◆ GOAL OF THE EXERCISE ◆
Begin at the line below that contains "Objective — one dot on each instance of the textured". Repeat it and all remaining lines of the records exactly.

◆ LISTED ENTRIES ◆
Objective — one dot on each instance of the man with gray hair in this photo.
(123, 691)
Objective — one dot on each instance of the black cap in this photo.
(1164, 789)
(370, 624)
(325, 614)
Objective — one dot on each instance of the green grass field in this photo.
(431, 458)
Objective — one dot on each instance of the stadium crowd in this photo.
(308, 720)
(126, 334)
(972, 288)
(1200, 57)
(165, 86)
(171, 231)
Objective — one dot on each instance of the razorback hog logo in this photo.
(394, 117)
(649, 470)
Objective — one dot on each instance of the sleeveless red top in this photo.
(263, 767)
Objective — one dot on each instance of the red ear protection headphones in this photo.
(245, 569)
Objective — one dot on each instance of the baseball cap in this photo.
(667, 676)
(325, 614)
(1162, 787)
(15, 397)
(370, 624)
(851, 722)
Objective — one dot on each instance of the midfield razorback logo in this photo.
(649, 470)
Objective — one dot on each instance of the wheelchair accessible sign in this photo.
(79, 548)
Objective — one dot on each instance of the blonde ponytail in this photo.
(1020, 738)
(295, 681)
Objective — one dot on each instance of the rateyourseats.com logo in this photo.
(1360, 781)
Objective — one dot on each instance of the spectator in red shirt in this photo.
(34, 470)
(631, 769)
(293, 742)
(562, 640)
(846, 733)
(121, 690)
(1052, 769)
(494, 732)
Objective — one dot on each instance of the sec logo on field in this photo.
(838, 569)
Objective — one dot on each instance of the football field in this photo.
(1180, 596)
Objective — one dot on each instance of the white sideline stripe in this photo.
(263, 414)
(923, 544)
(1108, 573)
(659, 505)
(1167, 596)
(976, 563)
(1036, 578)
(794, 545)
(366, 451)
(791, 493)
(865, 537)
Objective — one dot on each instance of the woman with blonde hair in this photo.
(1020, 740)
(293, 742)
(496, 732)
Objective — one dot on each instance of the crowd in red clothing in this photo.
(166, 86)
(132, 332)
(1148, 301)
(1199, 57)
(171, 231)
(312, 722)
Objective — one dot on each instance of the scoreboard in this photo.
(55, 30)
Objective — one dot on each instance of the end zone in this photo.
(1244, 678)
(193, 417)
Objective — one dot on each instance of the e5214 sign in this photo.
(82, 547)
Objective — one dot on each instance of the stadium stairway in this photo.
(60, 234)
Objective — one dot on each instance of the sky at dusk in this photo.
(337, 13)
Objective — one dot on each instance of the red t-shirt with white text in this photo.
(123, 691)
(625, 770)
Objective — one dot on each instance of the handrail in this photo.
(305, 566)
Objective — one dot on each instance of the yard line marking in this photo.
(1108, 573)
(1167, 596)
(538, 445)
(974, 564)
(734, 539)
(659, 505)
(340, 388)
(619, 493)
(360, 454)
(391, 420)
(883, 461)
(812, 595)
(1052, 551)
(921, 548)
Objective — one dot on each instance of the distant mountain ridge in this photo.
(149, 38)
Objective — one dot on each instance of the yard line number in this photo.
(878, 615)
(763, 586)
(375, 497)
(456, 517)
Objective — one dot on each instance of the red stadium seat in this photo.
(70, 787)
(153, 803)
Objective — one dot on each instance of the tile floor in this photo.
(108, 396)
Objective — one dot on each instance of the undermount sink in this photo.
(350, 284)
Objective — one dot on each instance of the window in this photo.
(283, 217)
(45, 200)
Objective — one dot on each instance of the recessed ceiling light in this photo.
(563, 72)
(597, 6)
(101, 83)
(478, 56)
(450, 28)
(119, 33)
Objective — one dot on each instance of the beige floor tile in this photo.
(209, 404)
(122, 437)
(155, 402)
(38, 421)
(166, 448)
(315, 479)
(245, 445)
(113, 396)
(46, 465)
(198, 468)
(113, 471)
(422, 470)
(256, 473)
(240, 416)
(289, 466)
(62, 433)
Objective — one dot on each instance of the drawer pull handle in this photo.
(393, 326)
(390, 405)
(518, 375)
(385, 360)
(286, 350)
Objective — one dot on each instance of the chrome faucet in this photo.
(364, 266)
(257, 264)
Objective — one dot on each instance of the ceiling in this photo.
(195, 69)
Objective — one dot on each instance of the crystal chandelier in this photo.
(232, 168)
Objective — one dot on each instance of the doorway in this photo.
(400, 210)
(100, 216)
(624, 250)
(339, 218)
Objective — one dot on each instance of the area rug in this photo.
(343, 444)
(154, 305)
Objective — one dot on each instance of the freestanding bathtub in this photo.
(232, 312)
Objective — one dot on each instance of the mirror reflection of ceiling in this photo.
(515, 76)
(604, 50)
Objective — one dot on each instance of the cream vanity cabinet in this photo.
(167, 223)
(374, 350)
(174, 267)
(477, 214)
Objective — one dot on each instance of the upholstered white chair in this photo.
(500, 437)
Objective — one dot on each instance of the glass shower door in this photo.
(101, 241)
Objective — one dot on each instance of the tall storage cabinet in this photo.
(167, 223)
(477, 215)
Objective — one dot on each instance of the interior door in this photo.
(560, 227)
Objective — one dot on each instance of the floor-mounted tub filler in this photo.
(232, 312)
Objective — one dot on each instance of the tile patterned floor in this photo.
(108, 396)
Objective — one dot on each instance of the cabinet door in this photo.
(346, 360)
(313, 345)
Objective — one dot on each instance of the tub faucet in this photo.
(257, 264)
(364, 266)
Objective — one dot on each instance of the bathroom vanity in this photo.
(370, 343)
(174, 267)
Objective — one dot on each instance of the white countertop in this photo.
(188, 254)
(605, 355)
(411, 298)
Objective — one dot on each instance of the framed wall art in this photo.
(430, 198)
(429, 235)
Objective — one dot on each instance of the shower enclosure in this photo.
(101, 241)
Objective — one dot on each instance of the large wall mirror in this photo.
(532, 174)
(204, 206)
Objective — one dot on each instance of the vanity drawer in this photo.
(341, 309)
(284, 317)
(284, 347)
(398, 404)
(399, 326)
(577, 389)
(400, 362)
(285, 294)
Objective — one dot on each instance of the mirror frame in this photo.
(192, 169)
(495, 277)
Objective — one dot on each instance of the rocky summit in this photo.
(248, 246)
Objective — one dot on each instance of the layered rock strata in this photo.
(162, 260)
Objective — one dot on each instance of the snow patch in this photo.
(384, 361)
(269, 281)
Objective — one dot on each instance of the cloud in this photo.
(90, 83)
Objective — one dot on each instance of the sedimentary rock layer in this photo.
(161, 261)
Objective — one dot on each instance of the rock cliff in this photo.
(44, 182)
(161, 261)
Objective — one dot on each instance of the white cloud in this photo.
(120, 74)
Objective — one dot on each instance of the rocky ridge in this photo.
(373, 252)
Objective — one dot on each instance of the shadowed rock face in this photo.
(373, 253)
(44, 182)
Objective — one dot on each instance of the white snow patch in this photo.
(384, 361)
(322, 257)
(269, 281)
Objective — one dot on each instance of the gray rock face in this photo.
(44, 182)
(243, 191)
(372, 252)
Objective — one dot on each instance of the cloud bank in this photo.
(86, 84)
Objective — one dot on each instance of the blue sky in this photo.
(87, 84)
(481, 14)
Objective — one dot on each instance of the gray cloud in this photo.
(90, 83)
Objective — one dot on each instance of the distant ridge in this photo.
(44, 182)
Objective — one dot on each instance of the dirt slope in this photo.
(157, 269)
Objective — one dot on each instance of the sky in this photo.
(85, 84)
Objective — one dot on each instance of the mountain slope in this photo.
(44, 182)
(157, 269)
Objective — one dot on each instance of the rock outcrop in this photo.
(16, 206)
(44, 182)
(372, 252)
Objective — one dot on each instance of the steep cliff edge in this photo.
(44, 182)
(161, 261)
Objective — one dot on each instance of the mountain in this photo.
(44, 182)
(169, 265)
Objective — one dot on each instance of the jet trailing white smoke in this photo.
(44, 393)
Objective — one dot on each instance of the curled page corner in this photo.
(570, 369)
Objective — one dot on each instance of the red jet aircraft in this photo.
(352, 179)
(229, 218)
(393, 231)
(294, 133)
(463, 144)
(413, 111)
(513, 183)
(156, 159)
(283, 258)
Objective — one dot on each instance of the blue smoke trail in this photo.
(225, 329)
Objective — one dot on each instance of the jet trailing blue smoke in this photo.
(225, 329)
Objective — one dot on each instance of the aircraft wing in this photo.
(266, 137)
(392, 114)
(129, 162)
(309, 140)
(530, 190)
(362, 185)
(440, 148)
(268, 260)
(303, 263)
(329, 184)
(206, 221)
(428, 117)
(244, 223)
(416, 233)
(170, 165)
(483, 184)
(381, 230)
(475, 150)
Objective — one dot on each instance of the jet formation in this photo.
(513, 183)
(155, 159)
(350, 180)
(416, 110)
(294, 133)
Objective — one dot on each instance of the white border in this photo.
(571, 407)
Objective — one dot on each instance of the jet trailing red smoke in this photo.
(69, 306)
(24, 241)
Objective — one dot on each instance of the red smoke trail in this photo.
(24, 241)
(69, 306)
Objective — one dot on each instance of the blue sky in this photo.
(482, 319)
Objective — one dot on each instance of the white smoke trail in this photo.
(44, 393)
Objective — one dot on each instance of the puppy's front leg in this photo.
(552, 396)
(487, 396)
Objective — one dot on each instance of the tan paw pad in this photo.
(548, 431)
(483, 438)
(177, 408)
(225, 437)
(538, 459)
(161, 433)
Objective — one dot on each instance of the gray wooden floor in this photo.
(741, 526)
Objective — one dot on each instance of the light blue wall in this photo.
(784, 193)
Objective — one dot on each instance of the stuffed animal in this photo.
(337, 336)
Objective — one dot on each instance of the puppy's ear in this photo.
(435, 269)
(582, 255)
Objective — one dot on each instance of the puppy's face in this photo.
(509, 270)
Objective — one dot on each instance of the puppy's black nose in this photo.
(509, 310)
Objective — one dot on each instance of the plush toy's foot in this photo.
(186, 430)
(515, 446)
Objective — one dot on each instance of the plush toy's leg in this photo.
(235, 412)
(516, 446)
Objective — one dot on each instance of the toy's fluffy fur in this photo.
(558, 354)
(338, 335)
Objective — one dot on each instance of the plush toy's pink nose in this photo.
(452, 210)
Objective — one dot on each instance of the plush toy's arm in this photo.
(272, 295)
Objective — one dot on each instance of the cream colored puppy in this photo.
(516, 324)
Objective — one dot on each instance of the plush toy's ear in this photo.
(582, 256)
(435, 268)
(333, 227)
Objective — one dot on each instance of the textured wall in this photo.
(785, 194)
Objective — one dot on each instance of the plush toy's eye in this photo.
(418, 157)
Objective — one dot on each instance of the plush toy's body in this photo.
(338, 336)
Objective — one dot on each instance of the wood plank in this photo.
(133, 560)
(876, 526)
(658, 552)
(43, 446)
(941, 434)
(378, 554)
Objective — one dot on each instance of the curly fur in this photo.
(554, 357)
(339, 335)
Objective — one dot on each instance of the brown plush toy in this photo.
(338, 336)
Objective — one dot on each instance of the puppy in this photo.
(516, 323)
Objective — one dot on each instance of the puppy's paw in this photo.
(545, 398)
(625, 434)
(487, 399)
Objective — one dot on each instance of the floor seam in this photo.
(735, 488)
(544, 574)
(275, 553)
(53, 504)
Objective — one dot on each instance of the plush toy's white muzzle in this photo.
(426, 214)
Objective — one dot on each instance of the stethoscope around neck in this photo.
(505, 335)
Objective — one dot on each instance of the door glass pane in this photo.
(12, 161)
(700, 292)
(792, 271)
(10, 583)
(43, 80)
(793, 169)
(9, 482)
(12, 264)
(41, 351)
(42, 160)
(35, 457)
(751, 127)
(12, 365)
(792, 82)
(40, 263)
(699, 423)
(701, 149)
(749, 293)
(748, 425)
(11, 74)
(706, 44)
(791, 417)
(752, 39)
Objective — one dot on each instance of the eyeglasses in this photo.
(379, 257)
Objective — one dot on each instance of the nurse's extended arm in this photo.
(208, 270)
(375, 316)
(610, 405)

◆ REPLY TO THE EXERCISE ◆
Objective — one dot on each instance of the textured wall in this photo.
(785, 194)
Objective — one dot on each instance of the plush toy's eye in this photo.
(418, 157)
Objective — one dot on each instance of the plush toy's body in this photo.
(338, 336)
Objective — one dot on each instance of the wood plank in this photo.
(133, 560)
(876, 526)
(658, 552)
(43, 446)
(941, 434)
(378, 554)
Objective — one dot on each instance of the curly fur in this photo.
(554, 357)
(339, 335)
Objective — one dot on each instance of the brown plush toy in this photo.
(338, 336)
Objective — one dot on each instance of the puppy in this photo.
(516, 323)
Objective — one dot on each instance of the puppy's paw in this photo.
(545, 398)
(625, 434)
(487, 399)
Objective — one dot on each instance of the floor seam in this photo.
(735, 488)
(544, 574)
(275, 553)
(53, 504)
Objective — one dot on each instance of the plush toy's white muzzle in this photo.
(426, 214)
Objective — one dot on each instance of the stethoscope around neck in this photo.
(505, 335)
Objective — one dot on each instance of the door glass pane in this photo.
(12, 161)
(700, 292)
(792, 271)
(10, 583)
(43, 80)
(793, 169)
(9, 482)
(12, 264)
(41, 351)
(42, 160)
(35, 457)
(751, 127)
(12, 365)
(792, 82)
(40, 263)
(699, 423)
(701, 149)
(749, 293)
(748, 425)
(11, 74)
(706, 44)
(791, 417)
(752, 39)
Objective — one dot on each instance of the eyeglasses in this photo.
(379, 257)
Objective — one dot on each instance of the nurse's extended arm in this photo.
(208, 270)
(375, 316)
(610, 405)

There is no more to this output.